> [DOCUMENT PASSAGE]:
Validation checklist (the “prove it” phase)
- Scrub completes with 0 errors.
zpool statusshows no increasing READ/WRITE/CKSUM counters during peak load.- SMART CRC counters stop increasing after cable/backplane remediation.
- No controller resets or PCIe AER errors in logs for at least one full business cycle.
FAQ
1) Are ZFS read errors always a failing disk?
No. READ errors mean the block layer returned an error. That can be disk media, but also link resets, controller timeouts, or power.
Use SMART media attributes and OS logs to separate disk from path.
2) What’s the difference between READ errors and CHECKSUM errors in zpool status?
READ errors mean the device didn’t successfully return data. CHECKSUM errors mean the device returned data, but it didn’t match ZFS’s checksum,
pointing toward corruption in transit, firmware, or memory (less commonly).
3) If ZFS says “errors: No known data errors,” can I ignore it?
You can’t ignore it. That message means ZFS believes it repaired or avoided user-visible corruption. It does not mean the hardware is healthy.
Treat it as an early warning—your cheapest kind.
4) Should I run zpool clear right away?
Not right away. Capture evidence first. Clear after you’ve replaced/fixed something so you can see whether the problem returns.
5) How many UDMA CRC errors are “too many”?
A few over a long lifetime can happen due to transient events. A CRC counter that increases during normal operation—especially rapidly—means the path is unhealthy.
The trend matters more than the absolute value.
6) Can ECC RAM issues show up as checksum errors?
Yes, but it’s less common than cable/backplane/HBA issues in well-built systems. ECC usually corrects single-bit errors and logs them.
If you suspect memory, check kernel logs for ECC events and consider a memory test during a maintenance window.
7) Is RAIDZ1 safe with large disks?
It depends on your risk tolerance, workload, and operational discipline. In practice, large disks plus long rebuild times make RAIDZ1 brittle.
Mirrors or RAIDZ2 are safer choices for production where downtime or data loss is expensive.
8) Why do errors often show up during a scrub or resilver?
Because scrubs and resilvers force full-surface reads. They touch cold data that hasn’t been read in months.
That’s exactly when latent sector errors, weak cables, and marginal controllers get exposed.
9) If I swap a cable, how do I confirm it fixed the issue?

> [DATA RECORDS]:

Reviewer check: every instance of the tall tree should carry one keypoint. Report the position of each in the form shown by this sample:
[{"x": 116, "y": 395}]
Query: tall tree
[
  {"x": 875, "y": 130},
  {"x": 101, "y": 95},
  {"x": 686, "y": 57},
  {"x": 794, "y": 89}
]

> [YOUR TASKS]:
A. In the ZFS troubleshooting FAQ, what matters more than the absolute value of a UDMA CRC counter?
B. Translate this sentence from the ZFS troubleshooting FAQ into Spanish: "That message means ZFS believes it repaired or avoided user-visible corruption."
C. Pick up the ZFS troubleshooting FAQ at the point where it stops and write the next part.

> [ANSWER SET]:
A. The trend.

B. Ese mensaje significa que ZFS cree que reparó o evitó una corrupción visible para el usuario.

C.
Clear ZFS errors after the swap, then run a scrub and observe. Also watch SMART CRC counters: they should stop increasing.
If link resets continue in logs, the problem isn’t solved.
10) Can a backplane cause checksum errors without dropping drives?
Yes. A marginal backplane can corrupt traffic or trigger intermittent retries without fully disconnecting a disk.
That often shows up as checksum errors, occasional link resets, and CRC counters that creep upward.
Next steps (what to do after you stop the bleeding)
Once the pool is stable and the scrub is clean, don’t waste the pain. Convert it into posture:
- Standardize your drive mapping. Labels, by-id usage, and a documented bay map reduce human error more than any tool.
- Baseline SMART and log signals. CRC counters, pending sectors, controller resets, and PCIe AER should be graphed or at least periodically reviewed.
- Scrub on a schedule. Tune for impact, but don’t skip. Scrubs are your integrity exercise, not an optional hobby.
- Keep firmware boring. Stable HBA firmware/driver combos beat “latest” in production unless you have a specific fix you need.
- Design for rebuilds. Mirrors or RAIDZ2/3, plus realistic rebuild windows, turn disk failures into maintenance instead of incidents.
- Practice replacements. Run through a disk replacement in a lab. The worst time to learn your chassis quirks is during a degraded vdev.
The most reliable storage systems aren’t the ones that never fail. They’re the ones where failure looks routine: clear evidence, quick isolation,
one component replaced, scrub, done. That’s the bar. Set it, and your future read errors become an errand instead of a crisis.